Copy the listing below line for line, with no changes.

-*-*-

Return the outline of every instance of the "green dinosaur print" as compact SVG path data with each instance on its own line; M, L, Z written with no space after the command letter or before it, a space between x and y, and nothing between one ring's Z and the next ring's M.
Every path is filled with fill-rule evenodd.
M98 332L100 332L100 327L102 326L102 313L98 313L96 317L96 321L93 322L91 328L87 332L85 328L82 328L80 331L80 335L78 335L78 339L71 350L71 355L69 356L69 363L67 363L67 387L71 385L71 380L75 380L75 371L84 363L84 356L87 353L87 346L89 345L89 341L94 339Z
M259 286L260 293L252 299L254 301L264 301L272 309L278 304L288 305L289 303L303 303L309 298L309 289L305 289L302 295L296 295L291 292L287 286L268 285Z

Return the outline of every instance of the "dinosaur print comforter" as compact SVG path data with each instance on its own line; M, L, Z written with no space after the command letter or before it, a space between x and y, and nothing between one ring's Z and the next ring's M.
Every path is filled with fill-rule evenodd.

-*-*-

* Solved problem:
Return the outline of every instance of the "green dinosaur print" as compact SVG path data with each instance on its own line; M, L, Z written with no space after the command letter or before it, a space between x and y, and nothing between one ring's Z and the next ring's M.
Every path is filled with fill-rule evenodd.
M98 332L100 332L100 327L102 326L102 313L98 313L96 317L96 321L93 322L91 328L87 332L85 328L82 328L80 331L80 335L78 335L78 339L71 350L71 355L69 356L69 363L67 363L67 387L71 385L71 380L75 380L75 371L84 363L84 356L87 353L87 346L89 345L89 341L94 339Z
M259 286L260 293L252 299L254 301L264 301L272 309L278 304L288 305L289 303L303 303L309 298L309 289L305 289L302 295L296 295L291 292L287 286L268 285Z

Return the outline of every instance of the "dinosaur print comforter" as compact SVG path data with each instance on its own line; M, L, Z written with no space after the command letter or before it, a space between x and y, and nothing between one ring's Z and the next ring's M.
Every path is filled with fill-rule evenodd.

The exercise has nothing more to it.